* _WRITTEN TASK_
Please return every one of the records below line for line, without changing anything.

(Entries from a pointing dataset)
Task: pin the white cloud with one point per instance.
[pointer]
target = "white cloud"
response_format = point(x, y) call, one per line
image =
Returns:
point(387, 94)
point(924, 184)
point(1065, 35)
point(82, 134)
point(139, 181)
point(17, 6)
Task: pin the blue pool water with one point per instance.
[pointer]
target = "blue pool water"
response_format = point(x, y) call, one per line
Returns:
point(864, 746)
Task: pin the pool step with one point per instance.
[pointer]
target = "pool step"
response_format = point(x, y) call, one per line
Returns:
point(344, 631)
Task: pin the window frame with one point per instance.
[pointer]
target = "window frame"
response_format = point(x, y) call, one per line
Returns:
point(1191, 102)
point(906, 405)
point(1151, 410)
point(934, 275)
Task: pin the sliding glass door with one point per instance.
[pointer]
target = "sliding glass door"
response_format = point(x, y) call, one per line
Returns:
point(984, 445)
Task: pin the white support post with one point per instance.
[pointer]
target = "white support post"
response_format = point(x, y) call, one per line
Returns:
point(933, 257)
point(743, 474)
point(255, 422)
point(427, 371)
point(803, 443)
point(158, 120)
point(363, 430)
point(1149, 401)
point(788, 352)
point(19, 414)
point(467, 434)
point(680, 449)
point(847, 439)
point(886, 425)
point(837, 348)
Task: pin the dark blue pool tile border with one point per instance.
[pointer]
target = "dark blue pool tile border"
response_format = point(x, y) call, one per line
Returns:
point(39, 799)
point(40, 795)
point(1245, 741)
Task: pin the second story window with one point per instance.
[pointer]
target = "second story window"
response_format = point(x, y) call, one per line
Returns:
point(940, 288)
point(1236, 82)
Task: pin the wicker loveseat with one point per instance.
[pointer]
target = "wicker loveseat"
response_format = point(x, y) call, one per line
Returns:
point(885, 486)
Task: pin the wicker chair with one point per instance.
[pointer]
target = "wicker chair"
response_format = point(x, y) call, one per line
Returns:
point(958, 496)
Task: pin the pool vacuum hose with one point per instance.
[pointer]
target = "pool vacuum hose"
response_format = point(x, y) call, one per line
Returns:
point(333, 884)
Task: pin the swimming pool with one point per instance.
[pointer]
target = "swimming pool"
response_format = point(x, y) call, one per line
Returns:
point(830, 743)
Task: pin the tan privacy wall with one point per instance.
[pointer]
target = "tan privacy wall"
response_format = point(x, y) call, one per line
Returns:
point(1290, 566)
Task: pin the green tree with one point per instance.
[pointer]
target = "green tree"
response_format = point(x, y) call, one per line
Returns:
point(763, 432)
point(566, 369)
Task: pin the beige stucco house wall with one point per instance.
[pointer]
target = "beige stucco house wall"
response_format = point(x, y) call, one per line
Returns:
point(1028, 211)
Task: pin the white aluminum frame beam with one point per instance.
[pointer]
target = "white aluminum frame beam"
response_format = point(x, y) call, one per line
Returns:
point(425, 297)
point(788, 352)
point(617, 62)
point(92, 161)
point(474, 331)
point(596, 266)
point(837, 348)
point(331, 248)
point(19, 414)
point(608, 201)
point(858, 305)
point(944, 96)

* _RIGHT ANSWER_
Task: pin the white cloud with one point per instance.
[pointer]
target = "white cloud"
response_format = point(x, y) call, one per line
image =
Returns:
point(387, 94)
point(924, 184)
point(1065, 35)
point(82, 134)
point(139, 181)
point(17, 6)
Task: pin the blue pool water with one point per instance.
[pointer]
target = "blue pool water"
response_format = point(x, y) call, one per line
Returns:
point(864, 746)
Task: pin the pool step with one point per instance.
[pointer]
target = "pool step"
response_format = point(x, y) call, one per line
Returns:
point(344, 631)
Task: pin the window frame with one point per instance.
[pointer]
target = "window frame"
response_format = point(x, y) call, one per line
Returns:
point(1191, 102)
point(906, 405)
point(1151, 410)
point(934, 275)
Task: pin the sliding glass door with one point per instance.
[pointer]
target = "sliding glass door"
response_format = point(x, y) call, one per line
Returns:
point(984, 445)
Task: pin the white support post with one point per instance.
[pointer]
target = "white support post"
response_format = point(x, y) call, one per line
Returns:
point(933, 257)
point(743, 474)
point(255, 422)
point(427, 371)
point(803, 443)
point(158, 120)
point(363, 430)
point(1149, 401)
point(788, 352)
point(19, 414)
point(467, 434)
point(680, 449)
point(847, 439)
point(886, 425)
point(837, 348)
Task: pin the dark blue pool tile border with one point per instance.
[pointer]
target = "dark blue pool tile border"
response_format = point(x, y) call, one per line
Returns:
point(39, 799)
point(40, 795)
point(1245, 741)
Task: pin the second story window with one point per instance.
[pointer]
target = "second story window"
response_format = point(x, y) call, one per line
Returns:
point(940, 288)
point(1236, 82)
Task: pin the wicker loveseat with one point per instance.
[pointer]
target = "wicker loveseat"
response_format = point(x, y) call, one per line
Returns:
point(885, 486)
Task: pin the wicker chair with one point per instance.
[pointer]
target = "wicker chair"
response_format = point(x, y) call, one per line
Returns:
point(958, 496)
Task: pin the pool vacuum hose with one point per instance.
[pointer]
target = "pool vacuum hose"
response_format = point(x, y) call, one per line
Returns:
point(333, 884)
Task: pin the swimming pool with one point per instance.
[pointer]
target = "swimming pool"
response_format = point(x, y) call, one per line
Returns:
point(830, 743)
Task: pin the tan privacy wall with one point per instance.
[pointer]
target = "tan privacy wall"
response_format = point(x, y) call, one per line
Returns:
point(1290, 566)
Task: pin the green tree with one point per instance.
[pointer]
target = "green tree"
response_format = point(x, y) call, one per line
Returns:
point(763, 432)
point(566, 369)
Task: pin the beige stucco house wall with one point per instance.
[pointer]
target = "beige stucco house wall"
response_format = point(x, y) call, one per line
Returns:
point(1028, 211)
Task: pin the white aluminum frame beam with one point per instance.
[pointer]
target = "white aluminum frame beam"
response_format = point(x, y) call, one per line
Returns:
point(425, 297)
point(788, 352)
point(617, 62)
point(92, 161)
point(474, 331)
point(596, 266)
point(837, 348)
point(331, 248)
point(19, 414)
point(608, 201)
point(858, 305)
point(944, 96)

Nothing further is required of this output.